__Work task__
All of the data below needs to be set down once more, exactly as written.

__Stored data entries__
· · · · ·
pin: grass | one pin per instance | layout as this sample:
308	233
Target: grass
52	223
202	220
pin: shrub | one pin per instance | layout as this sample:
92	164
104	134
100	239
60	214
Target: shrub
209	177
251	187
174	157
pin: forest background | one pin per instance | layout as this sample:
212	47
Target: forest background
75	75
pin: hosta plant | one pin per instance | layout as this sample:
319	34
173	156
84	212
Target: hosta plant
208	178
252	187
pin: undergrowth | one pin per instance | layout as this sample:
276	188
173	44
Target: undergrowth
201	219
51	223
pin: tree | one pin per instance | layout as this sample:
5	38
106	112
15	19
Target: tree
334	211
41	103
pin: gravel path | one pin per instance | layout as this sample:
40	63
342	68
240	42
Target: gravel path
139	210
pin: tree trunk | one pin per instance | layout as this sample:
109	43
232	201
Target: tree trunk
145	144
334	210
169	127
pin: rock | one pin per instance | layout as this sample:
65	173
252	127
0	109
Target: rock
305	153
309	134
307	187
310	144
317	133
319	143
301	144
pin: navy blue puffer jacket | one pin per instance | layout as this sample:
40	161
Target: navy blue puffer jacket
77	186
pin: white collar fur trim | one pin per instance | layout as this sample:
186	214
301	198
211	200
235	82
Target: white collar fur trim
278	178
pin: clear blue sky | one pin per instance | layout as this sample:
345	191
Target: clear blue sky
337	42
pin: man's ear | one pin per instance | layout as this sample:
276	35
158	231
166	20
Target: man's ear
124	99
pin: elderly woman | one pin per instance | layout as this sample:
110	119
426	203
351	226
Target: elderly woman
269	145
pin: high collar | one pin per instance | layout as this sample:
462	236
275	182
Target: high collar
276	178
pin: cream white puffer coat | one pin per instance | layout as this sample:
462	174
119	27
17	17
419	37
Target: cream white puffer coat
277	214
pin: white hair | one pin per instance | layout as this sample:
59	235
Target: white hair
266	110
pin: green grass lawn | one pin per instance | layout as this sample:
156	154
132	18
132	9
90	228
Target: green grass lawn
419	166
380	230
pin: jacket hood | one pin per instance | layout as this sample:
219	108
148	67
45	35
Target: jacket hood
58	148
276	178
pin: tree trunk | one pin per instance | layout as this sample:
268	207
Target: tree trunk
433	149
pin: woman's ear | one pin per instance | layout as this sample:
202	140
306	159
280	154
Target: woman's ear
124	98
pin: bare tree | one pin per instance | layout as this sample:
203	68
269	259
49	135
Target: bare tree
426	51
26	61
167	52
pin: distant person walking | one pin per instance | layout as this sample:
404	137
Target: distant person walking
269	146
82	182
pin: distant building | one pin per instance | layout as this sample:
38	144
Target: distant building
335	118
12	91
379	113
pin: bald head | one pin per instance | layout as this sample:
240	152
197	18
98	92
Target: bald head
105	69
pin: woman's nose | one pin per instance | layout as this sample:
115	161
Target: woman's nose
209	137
· · · · ·
__Solution to the exercise__
pin: grass | one pin per instance | layout as this sample:
308	233
Target: grass
52	223
202	220
pin: shrub | one pin per instance | layout as this sample:
92	164
104	134
100	239
60	214
Target: shrub
209	177
251	187
174	157
pin: forest background | one pin per instance | layout as this sample:
212	47
Target: forest background
75	75
pin: hosta plant | one pin per instance | layout as this sample:
319	34
173	156
84	212
Target: hosta plant
208	178
252	187
pin: undergrowth | one pin per instance | layout as this sample:
276	188
173	44
Target: undergrowth
201	219
51	223
pin: tree | one pin per instance | layout as this sample:
5	38
106	112
15	19
Target: tree
334	211
41	103
pin: gravel path | one pin per instance | layout as this sample:
40	63
342	68
240	42
Target: gravel path
139	210
pin: tree trunk | one pin per instance | layout as this sample:
109	43
232	201
Target: tree trunk
145	144
334	210
169	127
pin: rock | one pin per instance | layout as this sample:
65	173
252	127
0	109
Target: rock
305	153
309	134
307	187
310	144
317	133
319	143
301	144
pin: navy blue puffer jacket | one pin per instance | layout as this sample:
40	161
Target: navy blue puffer jacket
77	186
pin: white collar fur trim | one pin per instance | layout as this sample:
186	214
301	198
211	200
235	82
Target: white collar fur trim
278	178
pin: clear blue sky | one pin per instance | layout as this sample:
345	191
Target: clear blue sky
337	42
pin: man's ear | one pin per instance | layout as this sample:
276	35
158	231
166	20
Target: man's ear
124	99
pin: elderly woman | one pin per instance | layout as this sample:
110	119
426	203
351	226
Target: elderly woman
269	145
pin: high collar | one pin per instance | layout as this sample:
462	236
275	182
Target: high collar
276	178
pin: cream white puffer coat | one pin per instance | layout as this sample:
462	174
119	27
17	17
419	37
Target: cream white puffer coat
277	214
pin: white hair | one pin per instance | layout as this sample:
59	235
Target: white hair
266	110
pin: green grass lawn | one pin per instance | layout as this sample:
156	154
132	18
132	9
90	228
Target: green grass lawn
419	166
380	230
pin: jacket hood | one pin per instance | layout as this sample:
219	108
148	67
45	35
Target: jacket hood
58	148
276	178
pin: tree trunk | one pin per instance | layout as this sample:
268	207
Target: tree trunk
433	149
pin: woman's ear | one pin per instance | layout as this sample:
202	140
306	159
280	154
Target: woman's ear
124	98
pin: bare tree | one pin per instance | layout as this sample:
203	68
269	259
49	135
Target: bare tree
426	51
26	61
167	52
pin: distant person walking | one pin per instance | layout as this sample:
404	137
Target: distant person walking
269	146
82	182
pin: distant building | one pin per instance | layout as this sample:
38	144
Target: distant building
335	118
12	91
379	113
pin: bald head | one pin per instance | layout as this sample:
240	152
197	18
98	92
Target: bald head
105	69
pin: woman's nose | one pin per instance | layout as this sample:
115	161
Target: woman's nose
209	137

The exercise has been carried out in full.